[BEGIN Input records]

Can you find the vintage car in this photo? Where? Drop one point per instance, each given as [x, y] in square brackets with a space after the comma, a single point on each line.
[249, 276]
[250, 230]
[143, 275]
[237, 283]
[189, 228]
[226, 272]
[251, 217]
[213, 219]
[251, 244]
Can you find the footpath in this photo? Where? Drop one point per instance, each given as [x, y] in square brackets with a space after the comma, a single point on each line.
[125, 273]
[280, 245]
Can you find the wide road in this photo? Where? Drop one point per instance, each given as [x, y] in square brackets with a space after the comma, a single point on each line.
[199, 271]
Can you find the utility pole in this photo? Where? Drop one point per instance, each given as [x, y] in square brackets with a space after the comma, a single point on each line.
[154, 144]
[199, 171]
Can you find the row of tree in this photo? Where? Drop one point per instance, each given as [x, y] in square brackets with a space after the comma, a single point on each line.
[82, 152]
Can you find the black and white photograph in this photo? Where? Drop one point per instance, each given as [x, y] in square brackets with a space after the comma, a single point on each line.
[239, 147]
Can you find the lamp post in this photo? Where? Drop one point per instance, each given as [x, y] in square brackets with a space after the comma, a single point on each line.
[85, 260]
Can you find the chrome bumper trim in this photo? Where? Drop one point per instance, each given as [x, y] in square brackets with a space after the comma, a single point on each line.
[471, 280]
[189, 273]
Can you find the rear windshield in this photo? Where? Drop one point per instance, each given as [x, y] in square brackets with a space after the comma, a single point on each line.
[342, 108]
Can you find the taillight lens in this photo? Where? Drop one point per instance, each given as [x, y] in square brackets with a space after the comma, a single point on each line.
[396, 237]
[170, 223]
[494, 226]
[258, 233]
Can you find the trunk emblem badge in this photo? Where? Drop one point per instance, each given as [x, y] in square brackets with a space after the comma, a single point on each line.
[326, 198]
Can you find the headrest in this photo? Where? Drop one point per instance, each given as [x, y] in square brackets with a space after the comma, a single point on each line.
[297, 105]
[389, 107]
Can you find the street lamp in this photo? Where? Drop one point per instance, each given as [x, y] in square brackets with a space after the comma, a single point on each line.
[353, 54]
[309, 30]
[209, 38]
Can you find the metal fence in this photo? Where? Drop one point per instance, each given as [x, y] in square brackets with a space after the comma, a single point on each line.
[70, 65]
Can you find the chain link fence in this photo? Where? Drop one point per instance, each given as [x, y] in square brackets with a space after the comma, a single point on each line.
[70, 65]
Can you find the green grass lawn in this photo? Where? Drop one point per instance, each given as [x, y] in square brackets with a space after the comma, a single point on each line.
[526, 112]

[END Input records]

§ What is needed: Please rewrite every one of the entries above with "Drop" changed to "Place" and everything else left as it is.

§ Solution for this exercise:
Can you find the vintage car in this photo? Where? Place one point per instance, each given as [x, y] in square brackets with a space after the comma, a single point on each line.
[249, 276]
[250, 230]
[143, 275]
[237, 283]
[189, 228]
[226, 272]
[251, 217]
[213, 219]
[251, 244]
Can you find the footpath in this photo? Where? Place one point per instance, each given as [x, y] in square brackets with a space after the comma, a single point on each line.
[125, 273]
[280, 245]
Can you find the wide road in this photo? Where? Place one point per instance, each given as [x, y] in square brackets with a space after the comma, a single point on each line.
[199, 271]
Can you find the utility pole in this photo? Where? Place one point per instance, each given as [x, y] in square brackets with a space after the comma, a single point on each line.
[154, 144]
[199, 171]
Can you find the row of tree in this photo? Where? Place one point per instance, each given as [x, y] in square brackets with a space after the comma, a single point on each line.
[82, 152]
Can you find the black and white photograph in this photo? Where? Place one point per instance, each given as [x, y] in square brackets with a space after the comma, a single point on each line.
[239, 147]
Can you find the lamp post in this photo? Where? Place one point per instance, each given as [x, y] in square brackets with a space after the comma, a single point on each line.
[85, 260]
Can you find the chrome bumper trim in this photo? Where? Place one point per instance, each given as [x, y] in square brackets with a space after the comma, a single point on each line.
[471, 280]
[189, 273]
Can you find the rear windshield in this photo? Where? Place one point per instance, each given as [x, y] in square brackets with a space after the comma, a single point on each line.
[342, 108]
Can you find the taillight lens in this photo? Where? Place one point per instance, each given as [x, y] in square brackets with a space after the comma, a single point on each line.
[396, 237]
[170, 223]
[494, 226]
[258, 233]
Can you find the trunk emblem badge in this photo? Where? Place one point per instance, each given as [x, y] in square brackets with a space after the comma, a single point on each line.
[326, 198]
Can you find the headrest in this photo? Where? Place one point per instance, each given as [x, y] in square brackets with a space after the comma, a single point on each line.
[297, 105]
[389, 107]
Can you find the street lamp in this photo? Where? Place one point per instance, each given as [x, y] in square brackets with a space after the comma, a single point on each line.
[353, 54]
[309, 30]
[209, 38]
Can you find the metal fence in this photo? Where? Place one point per instance, each given as [x, y] in square brackets with a space after the comma, a single point on each line.
[70, 65]
Can you find the chain link fence in this photo? Where? Place one point per instance, each given as [x, y] in square brackets with a space after the comma, a single point on each line.
[70, 65]
Can you find the green grass lawn in this photo? Where? Place one point per instance, each given as [x, y] in square brackets with a space after the comma, a single point on each line.
[526, 112]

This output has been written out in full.